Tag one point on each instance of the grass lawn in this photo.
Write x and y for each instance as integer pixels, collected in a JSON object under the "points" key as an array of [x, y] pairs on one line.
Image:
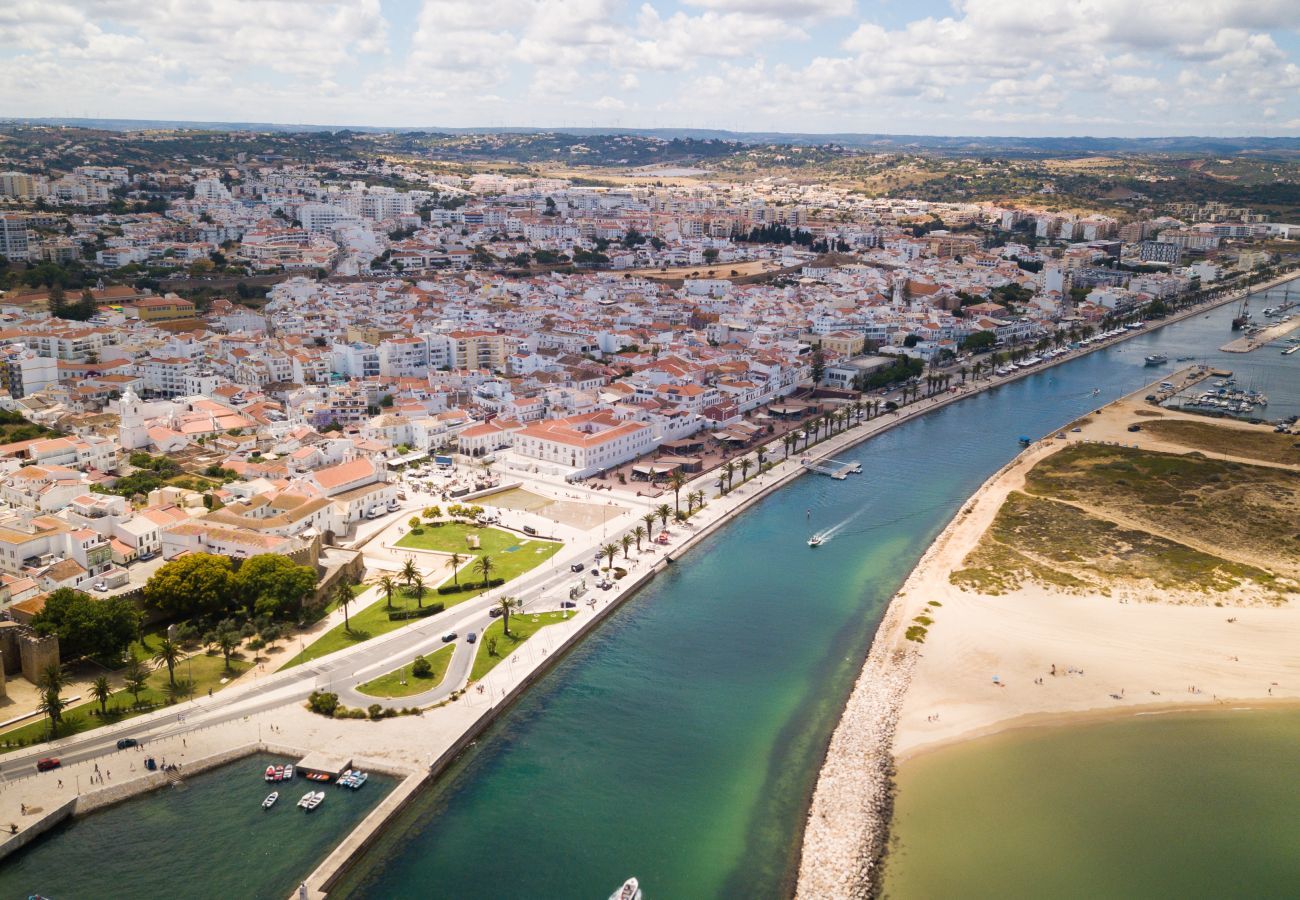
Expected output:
{"points": [[507, 563], [402, 683], [521, 627], [203, 670], [511, 554], [365, 623]]}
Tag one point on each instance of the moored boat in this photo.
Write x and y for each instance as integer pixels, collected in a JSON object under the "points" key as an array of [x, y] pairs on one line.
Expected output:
{"points": [[631, 890]]}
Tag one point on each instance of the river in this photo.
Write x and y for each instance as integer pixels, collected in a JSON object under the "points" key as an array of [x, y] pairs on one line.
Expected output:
{"points": [[680, 743]]}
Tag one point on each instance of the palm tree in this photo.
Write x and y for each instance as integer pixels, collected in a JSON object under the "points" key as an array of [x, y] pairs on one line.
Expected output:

• What you are asked to do: Filter the records for lines containing the word "photo" and copy each one.

• Answer section:
Tag one point on each instance of the grass lawn in this photo.
Tag one point on each instance of the moored boat in this photo.
Tag one point on each instance of the river in this photo.
Tag one point on each instance of the palm tree in this photo.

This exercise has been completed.